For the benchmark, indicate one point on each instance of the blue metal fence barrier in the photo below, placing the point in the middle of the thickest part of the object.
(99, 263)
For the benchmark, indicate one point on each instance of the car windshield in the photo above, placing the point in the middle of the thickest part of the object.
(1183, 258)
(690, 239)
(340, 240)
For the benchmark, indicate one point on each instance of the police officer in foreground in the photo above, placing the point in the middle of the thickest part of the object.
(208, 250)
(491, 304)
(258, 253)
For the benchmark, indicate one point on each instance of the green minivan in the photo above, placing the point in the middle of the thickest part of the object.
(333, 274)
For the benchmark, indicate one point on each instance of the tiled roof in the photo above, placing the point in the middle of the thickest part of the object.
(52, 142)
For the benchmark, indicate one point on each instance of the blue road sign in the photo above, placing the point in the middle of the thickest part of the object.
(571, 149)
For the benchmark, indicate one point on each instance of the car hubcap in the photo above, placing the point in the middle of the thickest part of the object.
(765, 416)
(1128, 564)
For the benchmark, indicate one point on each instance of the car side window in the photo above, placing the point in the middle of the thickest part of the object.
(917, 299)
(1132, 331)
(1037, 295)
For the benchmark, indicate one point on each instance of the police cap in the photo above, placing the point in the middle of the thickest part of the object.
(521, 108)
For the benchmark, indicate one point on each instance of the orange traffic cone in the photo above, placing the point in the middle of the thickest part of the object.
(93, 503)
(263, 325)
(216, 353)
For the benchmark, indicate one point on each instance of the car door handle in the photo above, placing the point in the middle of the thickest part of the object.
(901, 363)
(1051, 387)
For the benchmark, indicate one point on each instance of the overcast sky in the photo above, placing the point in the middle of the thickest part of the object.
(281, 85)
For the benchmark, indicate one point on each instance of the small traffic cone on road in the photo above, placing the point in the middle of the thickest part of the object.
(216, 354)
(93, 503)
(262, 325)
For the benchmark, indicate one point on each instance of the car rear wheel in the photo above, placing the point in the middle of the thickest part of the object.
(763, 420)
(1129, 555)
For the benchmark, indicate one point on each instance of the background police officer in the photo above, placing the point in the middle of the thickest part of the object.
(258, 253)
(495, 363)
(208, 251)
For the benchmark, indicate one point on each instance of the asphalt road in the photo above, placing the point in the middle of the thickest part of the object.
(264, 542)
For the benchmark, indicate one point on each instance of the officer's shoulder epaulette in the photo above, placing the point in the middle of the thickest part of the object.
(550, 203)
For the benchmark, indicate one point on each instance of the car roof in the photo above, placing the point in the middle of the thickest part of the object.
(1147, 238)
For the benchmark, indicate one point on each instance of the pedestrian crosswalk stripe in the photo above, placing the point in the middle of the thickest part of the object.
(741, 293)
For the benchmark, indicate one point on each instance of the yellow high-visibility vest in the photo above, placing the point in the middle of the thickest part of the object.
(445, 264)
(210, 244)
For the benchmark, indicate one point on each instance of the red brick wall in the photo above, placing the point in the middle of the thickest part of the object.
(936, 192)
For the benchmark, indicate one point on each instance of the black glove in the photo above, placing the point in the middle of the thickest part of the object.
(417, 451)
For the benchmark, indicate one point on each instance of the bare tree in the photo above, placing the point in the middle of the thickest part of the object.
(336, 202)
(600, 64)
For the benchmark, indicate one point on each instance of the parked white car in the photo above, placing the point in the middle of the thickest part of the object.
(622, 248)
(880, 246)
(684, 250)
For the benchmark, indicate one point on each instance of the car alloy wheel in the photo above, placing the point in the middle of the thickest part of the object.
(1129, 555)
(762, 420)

▶ **CHALLENGE**
Print out every entry, keeping each one exact.

▶ **WRITTEN ANSWER**
For the benchmark, indicate one point on each instance of the blue metal fence barrier in the photo below, placing the point in the middle of the thickest part of the object.
(99, 263)
For the benchmark, indicate one point on each instance of the car windshield in the photo above, placing the point in the middle of the thickest part of the object.
(1183, 258)
(690, 239)
(340, 240)
For the benchmark, indicate one point on each instance of the police officer in foreground in the photo above, placing the point in the middle of the thickest part of the object.
(208, 250)
(491, 304)
(258, 253)
For the benchmark, indicate one point on each instance of the green minivan in the photo above, placing the point in the middle of the thickest part of the object.
(333, 274)
For the benchmark, indicate one point on each instance of the tiled roof in the photo above, placing the point in the middle of the thickest part of the object.
(52, 142)
For the benchmark, indicate one point on each instance of the blue road sign in the photo above, placing the point in the middle of the thickest part of the object.
(571, 149)
For the benchmark, indicate one point on each instance of the car hubcap in the photo above, placing the point in the middle of the thickest part of the object.
(765, 416)
(1128, 564)
For the benchmark, indicate one point on each instance of the car side window in the photo above, placing the point in the middle of the thickest part of the object.
(917, 299)
(1132, 331)
(1037, 295)
For the benchmark, indicate one point on each instance of the police cap in the photo above, placing the point in the middle of the thickest part of the object.
(521, 108)
For the benchmark, indicate one point on each instance of the orange traffic cone in the photo above, placing the point in the middle of the thickest part of the object.
(93, 503)
(263, 325)
(216, 353)
For the benchmark, indicate one point on each instance of the car door handle in the photo above, placing the point in the middle of the thickest part of the object.
(901, 363)
(1051, 387)
For the benchmark, indicate one point on each instance of the overcast sky in the photo above, placing the point in the middle of the thickest part of the object.
(281, 85)
For the benchmark, indicate one point on each instance of the small traffic cone on road in the photo above, placing the point in the middle of the thickest part of the object.
(216, 354)
(93, 503)
(262, 325)
For the benchmark, indicate one point on each instance of the car rear wheel in the photo above, placing the point in the middle of the thickest part of the object.
(763, 420)
(1129, 555)
For the benchmark, indicate one point on each instance of the background police officer in the photo above, placing the point in the middle of the thickest part of the object.
(258, 253)
(495, 363)
(208, 251)
For the benchmark, indicate one point on each instance of the asphalt road in the photo above, placing the point in the middle of the thickest part of the object.
(264, 542)
For the benchmark, indicate one point on each instance of the officer's shoulder epaulette in the photo above, placing the point in the middle of the thickest part of the object.
(550, 203)
For the benchmark, indicate one point on each instance of the car roof in the photo above, placing the point in the middle of the thickest part of the object.
(1147, 238)
For the benchmark, indicate one point on each instance of the pedestrian crosswalk stripe in the photo above, placing the point in the middle of the thickest part of the object.
(741, 293)
For the benchmark, indicate one point on each instance of the yellow high-visibility vest in the photo above, placing the point in the middle of the thickest part of the object.
(445, 264)
(210, 244)
For the benchmark, indicate one point on each instance of the red brick wall in the photo above, placing the point in the middle of the thickest part of the object.
(936, 192)
For the benchmark, indicate one point on each instance of the black glove in the photo above, placing the point in the middle of the thickest part of the object.
(417, 451)
For the benchmark, indicate one point on each instance of the bare tree in the photo above, placing the point in the middle of the thickest part of the object.
(336, 202)
(600, 64)
For the benchmark, indicate one point on each instance of the parked white car in the photo above, placing the point in the middle of the thickest part of the object.
(622, 248)
(880, 246)
(684, 250)
For the benchmark, indicate one point on each instance of the car alloy wheel in the photo above, placing the point in the middle of the thickest part of the object.
(1129, 555)
(762, 420)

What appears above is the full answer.